» **Passage**:
►
Swift, simple and less burdensome proceedings with a 10% reduction in fines – these are the benefits that the Hungarian Competition Authority (GVH) chose to emphasise in its recent notice on the settlement procedure (3/2015). In particular, the procedure allows the GVH to settle a cartel or abuse of dominance case with the companies involved in a regulated proceeding in exchange for a 10% fine reduction.
The settlement procedure has been available since July 2014, but no proceedings were initiated before the GVH released its November 2015 notice, which provides detailed rules governing the procedure. The procedure generally mirrors EU rules and practice. However, in previous cases the GVH has demonstrated that it will not shy away from taking a different approach than that provided under EU law.
Decision to conduct settlement talks
The settlement option becomes available after conclusion of the investigation phase and is initiated by the Competition Council, the decision-making organ of the GVH. The GVH invites the parties to conduct settlement discussions at its own discretion (ie, the settlement procedure is not an inherent right of the parties). In deciding whether to conduct settlement talks, the GVH considers (among other things) the likelihood of reaching common ground within a reasonable timeframe, any foreseeable conflicting positions and the number of parties involved. However, the GVH generally takes a flexible approach and may consider overtures from the parties that they would like to participate in a settlement proceeding.
'Hybrid' procedures – in which not all parties to the GVH proceedings take part in the settlement talks – are also available.
During settlement talks, the parties may access the case file only to the extent allowed by the GVH, considering the objectives of the settlement. The settlement discussions are in principle conducted verbally and with short deadlines. The presumption of innocence applies during this initial phase; thus, the undertakings' willingness to engage in settlement talks does not per se indicate admission of the alleged infringement.
Formal settlement submission
Undertakings must conclude the settlement agreement by way of a settlement submission, which includes (among other things):
- admission of the infringement;
- a statement of the relevant facts; and
- disclosure of the highest fine deemed appropriate by the undertaking.
It must also include a waiver of important procedural rights, such as the right of appeal, and a statement that the undertaking will refrain from further accessing the file or requesting a hearing. Unilateral revocation of the settlement submission is possible only if the content of the GVH's statement of objections or the final decision "materially deviates" from the content of the settlement submission.
Although the new Hungarian notice generally aligns with the relevant notice issued by the European Commission, it contains noteworthy deviations which may fundamentally affect its application.
Wider scope of applicability
The new notice extends the scope of applicability for the settlement procedure: it can now be used in antitrust cases (ie, abuse of dominance and cartel cases – the proceedings equivalent to Article 101 and 102 cases). In contrast, under EU rules settlement is limited to cartel cases.
◄
» **To do**:
**A)** Reproduce the article on the settlement procedure word for word, from "Formal settlement submission" to "by the undertaking.".
**B)** Summarize the article on the settlement procedure in two sentences.

» **Given data**:
►
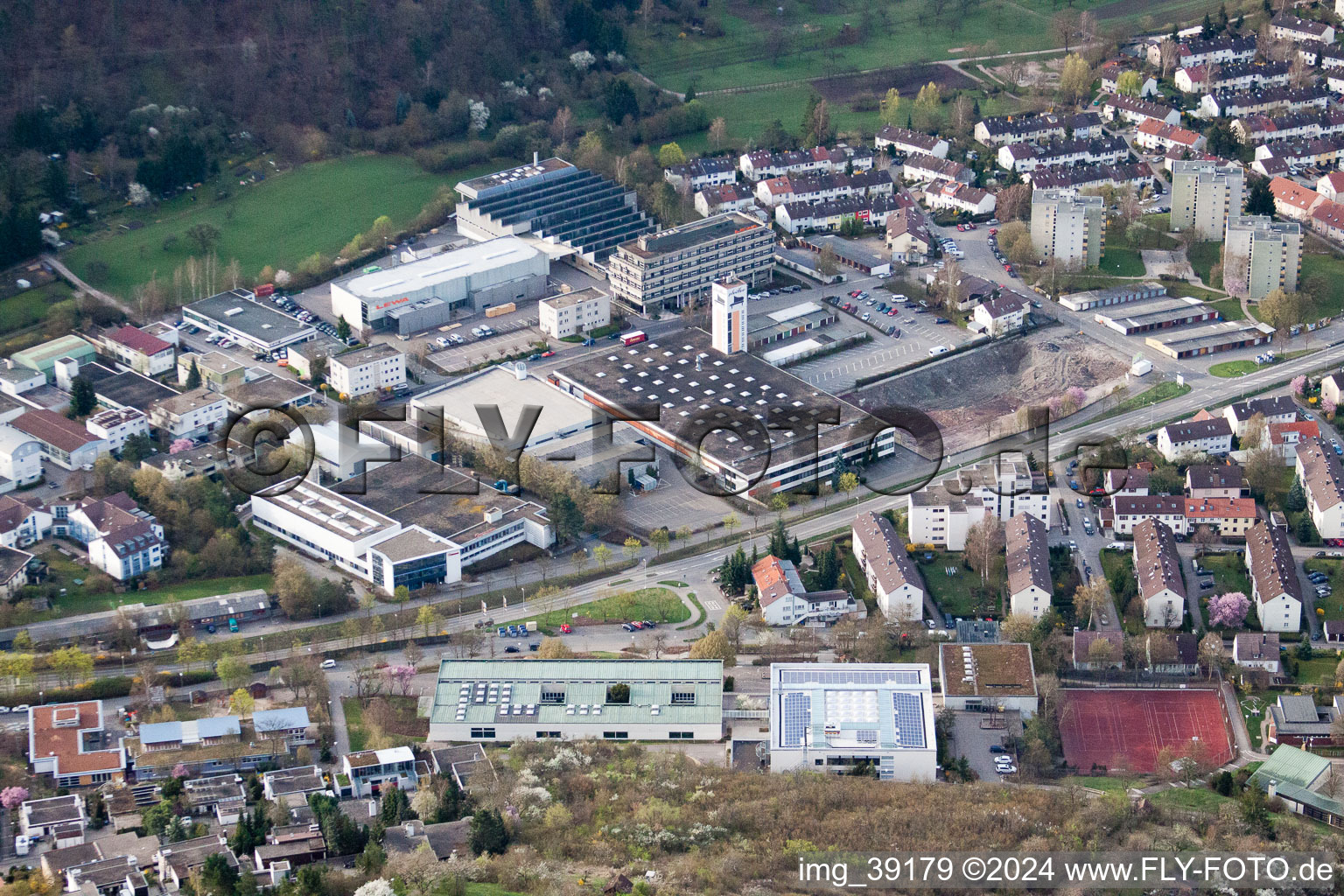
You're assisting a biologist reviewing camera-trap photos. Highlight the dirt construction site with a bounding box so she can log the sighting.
[848,326,1129,452]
◄
» **Expected answers**:
**A)**
Formal settlement submission
Undertakings must conclude the settlement agreement by way of a settlement submission, which includes (among other things):
- admission of the infringement;
- a statement of the relevant facts; and
- disclosure of the highest fine deemed appropriate by the undertaking.

**B)** The Hungarian Competition Authority (GVH) has a settlement procedure, with detailed rules in a November 2015 notice, that lets it settle cartel or abuse of dominance cases with the companies involved in exchange for a 10% fine reduction, and it invites parties to settlement talks at its own discretion after the investigation phase. Companies settle through a submission that admits the infringement, states the relevant facts, discloses the highest fine they deem appropriate and waives rights such as appeal; the notice generally aligns with the European Commission's, but it also covers abuse of dominance cases, whereas EU rules limit settlement to cartel cases.